To do:
Give the number of lines in the listing below that contain the string "painted", matching case exactly. Reply with the number alone.

Extracted entries:
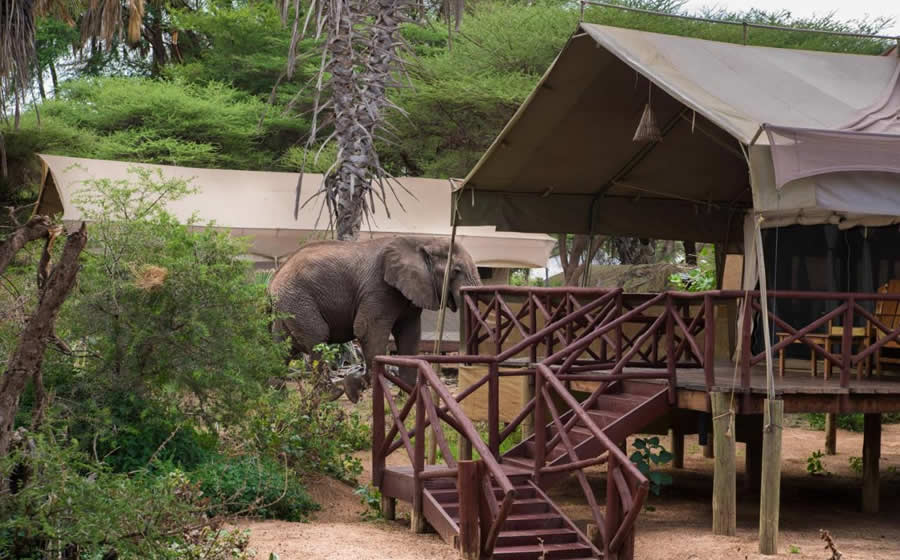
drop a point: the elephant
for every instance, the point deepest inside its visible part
(337, 291)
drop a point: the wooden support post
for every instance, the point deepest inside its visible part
(417, 516)
(469, 485)
(594, 535)
(830, 433)
(388, 507)
(527, 395)
(378, 459)
(676, 443)
(770, 494)
(464, 449)
(494, 407)
(724, 476)
(871, 456)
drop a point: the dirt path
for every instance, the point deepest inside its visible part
(676, 529)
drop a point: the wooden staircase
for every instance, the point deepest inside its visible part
(623, 410)
(535, 525)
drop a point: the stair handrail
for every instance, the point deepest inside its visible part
(428, 378)
(616, 456)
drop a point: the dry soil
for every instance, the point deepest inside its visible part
(677, 527)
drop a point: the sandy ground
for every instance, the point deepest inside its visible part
(678, 527)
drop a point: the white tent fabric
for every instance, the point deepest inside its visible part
(566, 160)
(740, 88)
(260, 205)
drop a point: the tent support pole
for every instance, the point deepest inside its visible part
(770, 487)
(442, 312)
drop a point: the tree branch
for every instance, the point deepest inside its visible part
(27, 358)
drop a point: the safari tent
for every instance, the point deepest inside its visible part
(260, 205)
(800, 138)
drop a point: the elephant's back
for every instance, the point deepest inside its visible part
(324, 266)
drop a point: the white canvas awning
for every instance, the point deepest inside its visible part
(260, 205)
(566, 160)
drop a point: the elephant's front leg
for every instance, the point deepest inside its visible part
(374, 342)
(408, 333)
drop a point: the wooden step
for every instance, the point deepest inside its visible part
(548, 551)
(643, 388)
(520, 462)
(620, 403)
(531, 505)
(557, 451)
(532, 521)
(547, 536)
(602, 418)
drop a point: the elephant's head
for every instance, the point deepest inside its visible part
(416, 266)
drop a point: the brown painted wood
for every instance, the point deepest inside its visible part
(467, 483)
(676, 445)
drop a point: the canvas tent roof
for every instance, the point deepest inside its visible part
(260, 204)
(566, 161)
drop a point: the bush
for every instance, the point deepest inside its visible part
(252, 486)
(313, 435)
(60, 499)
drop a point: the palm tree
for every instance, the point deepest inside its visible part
(360, 61)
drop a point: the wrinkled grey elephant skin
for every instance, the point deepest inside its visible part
(335, 291)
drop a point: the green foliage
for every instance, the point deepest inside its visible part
(143, 120)
(701, 277)
(649, 454)
(735, 33)
(370, 497)
(814, 464)
(253, 486)
(172, 336)
(313, 435)
(856, 465)
(461, 98)
(521, 277)
(243, 43)
(850, 422)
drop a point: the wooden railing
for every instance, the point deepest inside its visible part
(672, 330)
(430, 412)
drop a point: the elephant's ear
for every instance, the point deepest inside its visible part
(407, 267)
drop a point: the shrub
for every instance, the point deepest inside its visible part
(252, 486)
(650, 453)
(314, 435)
(171, 332)
(62, 503)
(850, 422)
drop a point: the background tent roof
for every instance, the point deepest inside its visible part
(566, 160)
(260, 204)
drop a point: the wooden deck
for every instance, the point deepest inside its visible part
(800, 390)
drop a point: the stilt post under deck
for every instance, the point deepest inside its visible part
(417, 516)
(770, 486)
(724, 476)
(830, 433)
(753, 461)
(676, 442)
(871, 456)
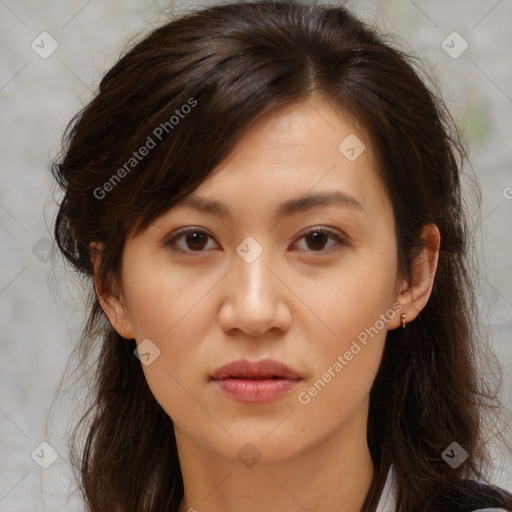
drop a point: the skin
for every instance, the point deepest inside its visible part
(299, 303)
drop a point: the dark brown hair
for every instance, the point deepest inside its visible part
(231, 64)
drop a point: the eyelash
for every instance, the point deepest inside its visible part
(341, 241)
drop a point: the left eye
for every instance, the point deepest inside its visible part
(196, 240)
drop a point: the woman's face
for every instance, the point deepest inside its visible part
(252, 284)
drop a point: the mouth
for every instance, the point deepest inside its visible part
(255, 382)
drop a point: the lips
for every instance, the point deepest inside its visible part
(263, 369)
(255, 382)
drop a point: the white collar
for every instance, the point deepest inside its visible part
(387, 498)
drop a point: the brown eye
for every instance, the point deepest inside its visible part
(192, 240)
(317, 238)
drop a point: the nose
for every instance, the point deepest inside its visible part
(254, 298)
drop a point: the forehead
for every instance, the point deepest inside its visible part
(307, 150)
(300, 156)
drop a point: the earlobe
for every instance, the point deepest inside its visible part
(416, 294)
(112, 303)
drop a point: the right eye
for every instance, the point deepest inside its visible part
(191, 238)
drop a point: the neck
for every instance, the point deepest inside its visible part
(335, 474)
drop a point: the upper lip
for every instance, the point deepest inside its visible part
(244, 369)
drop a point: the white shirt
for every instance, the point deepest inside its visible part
(387, 500)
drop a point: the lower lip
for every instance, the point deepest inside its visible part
(255, 391)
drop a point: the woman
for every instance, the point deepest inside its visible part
(267, 199)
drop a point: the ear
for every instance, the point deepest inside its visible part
(414, 295)
(112, 301)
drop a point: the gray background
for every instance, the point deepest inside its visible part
(41, 313)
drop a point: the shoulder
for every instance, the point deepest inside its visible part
(470, 496)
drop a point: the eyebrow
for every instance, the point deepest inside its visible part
(289, 207)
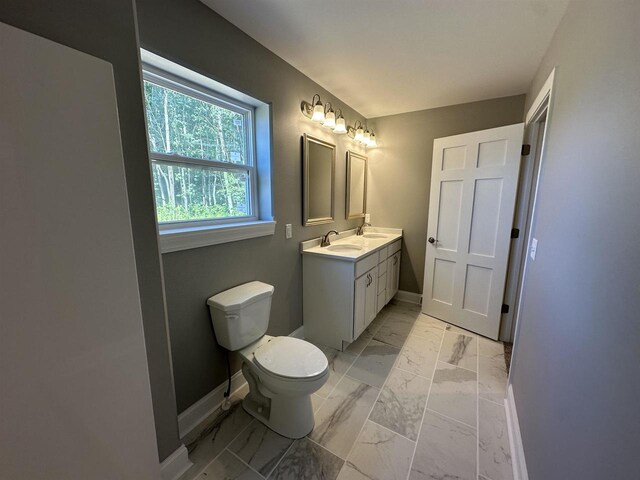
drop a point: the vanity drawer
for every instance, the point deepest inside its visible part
(382, 283)
(382, 298)
(383, 254)
(366, 264)
(382, 268)
(395, 247)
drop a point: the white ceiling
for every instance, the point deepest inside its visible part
(391, 56)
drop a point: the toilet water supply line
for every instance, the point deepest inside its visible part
(226, 403)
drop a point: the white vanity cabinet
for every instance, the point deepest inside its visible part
(393, 271)
(343, 293)
(365, 303)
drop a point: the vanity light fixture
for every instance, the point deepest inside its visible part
(341, 125)
(325, 115)
(329, 116)
(313, 110)
(359, 131)
(366, 138)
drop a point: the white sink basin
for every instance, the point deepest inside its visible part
(375, 235)
(344, 247)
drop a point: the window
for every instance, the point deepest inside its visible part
(202, 145)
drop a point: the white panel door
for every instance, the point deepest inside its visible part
(473, 191)
(75, 398)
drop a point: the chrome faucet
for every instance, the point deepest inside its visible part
(325, 238)
(360, 230)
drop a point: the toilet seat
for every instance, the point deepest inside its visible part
(291, 358)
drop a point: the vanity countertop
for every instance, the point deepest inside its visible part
(351, 247)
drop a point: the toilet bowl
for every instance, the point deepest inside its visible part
(282, 372)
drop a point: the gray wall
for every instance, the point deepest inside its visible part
(192, 35)
(107, 30)
(400, 169)
(576, 364)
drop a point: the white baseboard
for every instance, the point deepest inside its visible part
(298, 333)
(196, 413)
(409, 297)
(515, 440)
(175, 464)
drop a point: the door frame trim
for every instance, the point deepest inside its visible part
(543, 104)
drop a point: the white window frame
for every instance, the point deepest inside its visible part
(186, 234)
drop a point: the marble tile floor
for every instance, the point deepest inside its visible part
(413, 399)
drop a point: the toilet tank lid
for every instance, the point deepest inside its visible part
(240, 296)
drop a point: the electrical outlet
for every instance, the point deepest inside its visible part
(533, 249)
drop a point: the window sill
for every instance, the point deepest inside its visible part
(196, 237)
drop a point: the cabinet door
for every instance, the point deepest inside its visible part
(395, 281)
(389, 288)
(371, 302)
(393, 275)
(359, 302)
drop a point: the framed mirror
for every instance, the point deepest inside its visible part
(356, 185)
(319, 163)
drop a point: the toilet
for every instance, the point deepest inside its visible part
(282, 372)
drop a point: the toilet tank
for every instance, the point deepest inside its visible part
(240, 315)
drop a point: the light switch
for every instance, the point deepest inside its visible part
(533, 249)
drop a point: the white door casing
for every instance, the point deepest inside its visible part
(473, 189)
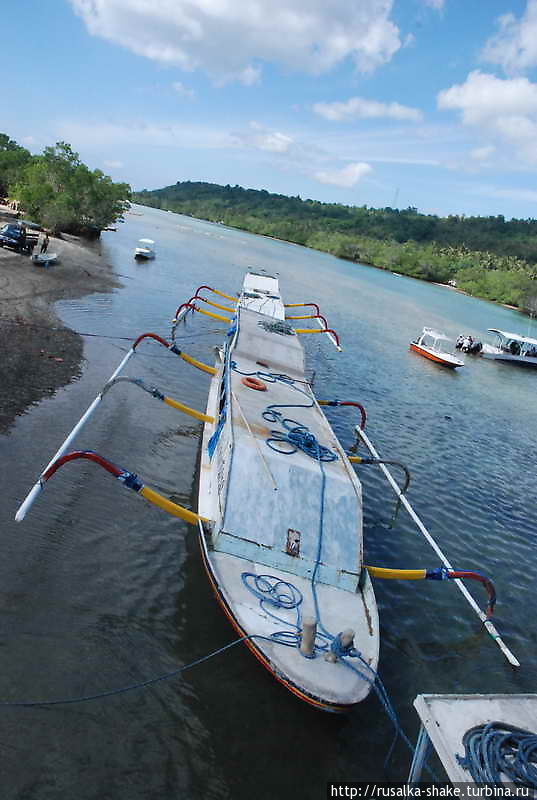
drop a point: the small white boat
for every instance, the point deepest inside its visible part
(511, 348)
(428, 346)
(145, 249)
(44, 259)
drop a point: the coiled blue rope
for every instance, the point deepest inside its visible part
(268, 588)
(498, 749)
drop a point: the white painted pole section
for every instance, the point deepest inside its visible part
(330, 336)
(38, 486)
(491, 629)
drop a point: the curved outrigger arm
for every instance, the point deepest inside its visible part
(184, 308)
(128, 479)
(154, 392)
(438, 574)
(38, 485)
(332, 335)
(487, 624)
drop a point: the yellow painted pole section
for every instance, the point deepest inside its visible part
(397, 574)
(187, 410)
(171, 508)
(217, 305)
(214, 316)
(233, 299)
(204, 367)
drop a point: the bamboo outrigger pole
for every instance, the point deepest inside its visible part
(38, 485)
(488, 625)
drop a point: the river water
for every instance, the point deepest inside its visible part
(100, 590)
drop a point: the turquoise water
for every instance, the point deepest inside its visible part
(101, 591)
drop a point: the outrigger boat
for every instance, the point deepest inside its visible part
(427, 345)
(280, 508)
(512, 348)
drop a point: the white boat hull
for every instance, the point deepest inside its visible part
(257, 498)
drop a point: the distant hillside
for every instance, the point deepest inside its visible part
(486, 256)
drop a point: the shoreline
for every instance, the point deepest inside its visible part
(38, 354)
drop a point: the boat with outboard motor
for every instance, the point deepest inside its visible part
(279, 514)
(427, 345)
(145, 250)
(511, 348)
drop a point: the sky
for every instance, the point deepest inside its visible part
(423, 103)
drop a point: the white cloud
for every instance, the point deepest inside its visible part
(262, 139)
(483, 97)
(360, 108)
(183, 90)
(483, 153)
(346, 177)
(230, 39)
(514, 47)
(505, 108)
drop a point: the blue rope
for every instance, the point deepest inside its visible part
(498, 748)
(268, 588)
(122, 690)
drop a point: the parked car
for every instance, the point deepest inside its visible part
(15, 237)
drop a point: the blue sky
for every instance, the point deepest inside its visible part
(426, 103)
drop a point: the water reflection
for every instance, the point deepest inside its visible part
(100, 590)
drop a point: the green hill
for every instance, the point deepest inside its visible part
(489, 257)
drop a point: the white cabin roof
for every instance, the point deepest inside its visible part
(272, 496)
(260, 292)
(436, 334)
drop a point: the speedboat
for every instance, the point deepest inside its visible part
(511, 348)
(145, 249)
(428, 345)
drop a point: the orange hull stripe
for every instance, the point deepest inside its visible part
(430, 356)
(257, 653)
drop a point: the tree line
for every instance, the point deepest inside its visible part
(489, 257)
(59, 192)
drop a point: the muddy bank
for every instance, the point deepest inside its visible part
(38, 354)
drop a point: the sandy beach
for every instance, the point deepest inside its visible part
(37, 353)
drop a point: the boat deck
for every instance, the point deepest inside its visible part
(286, 490)
(282, 516)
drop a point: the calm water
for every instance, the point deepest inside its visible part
(100, 591)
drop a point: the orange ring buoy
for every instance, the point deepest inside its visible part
(254, 383)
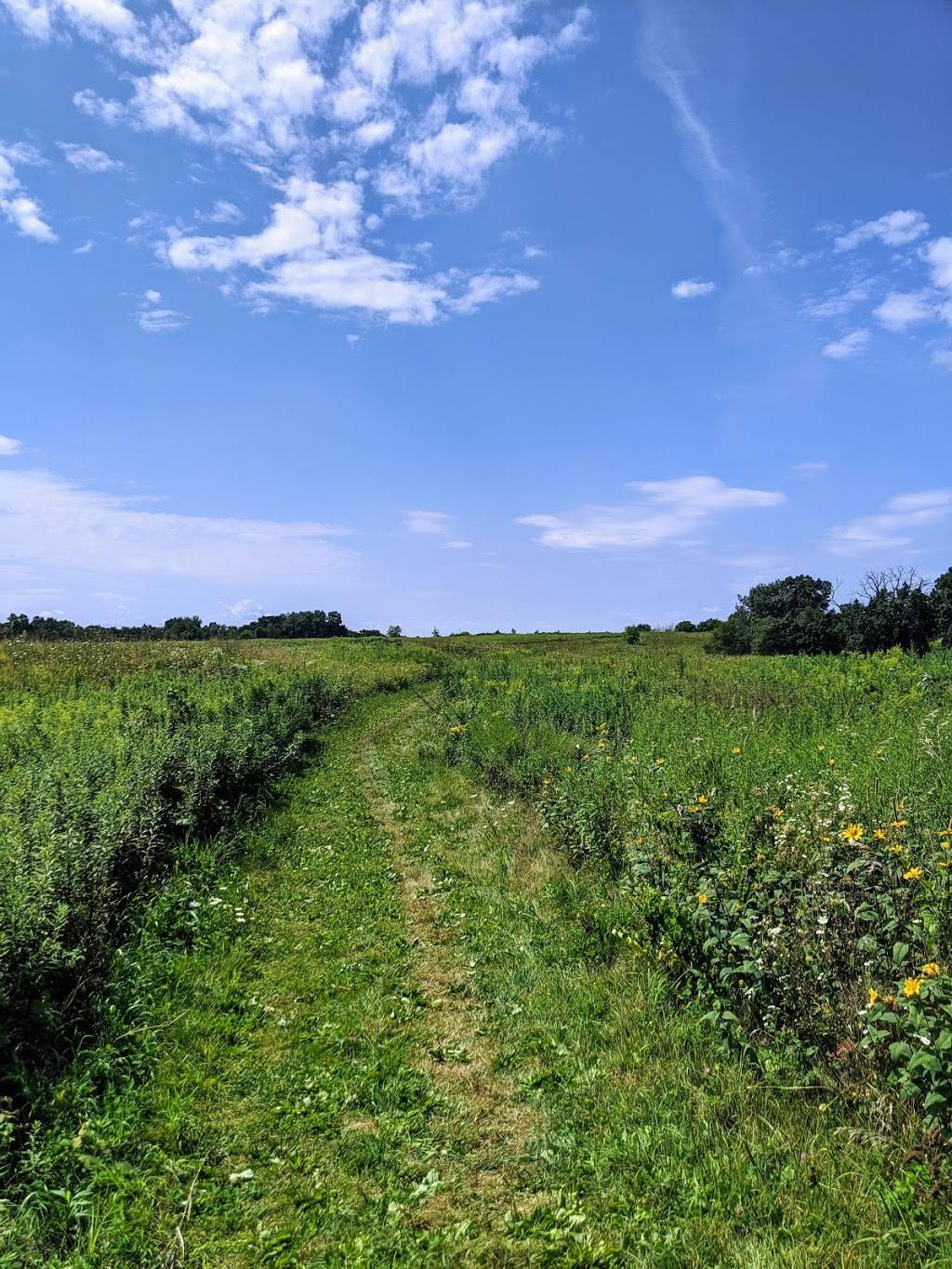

Task solution:
3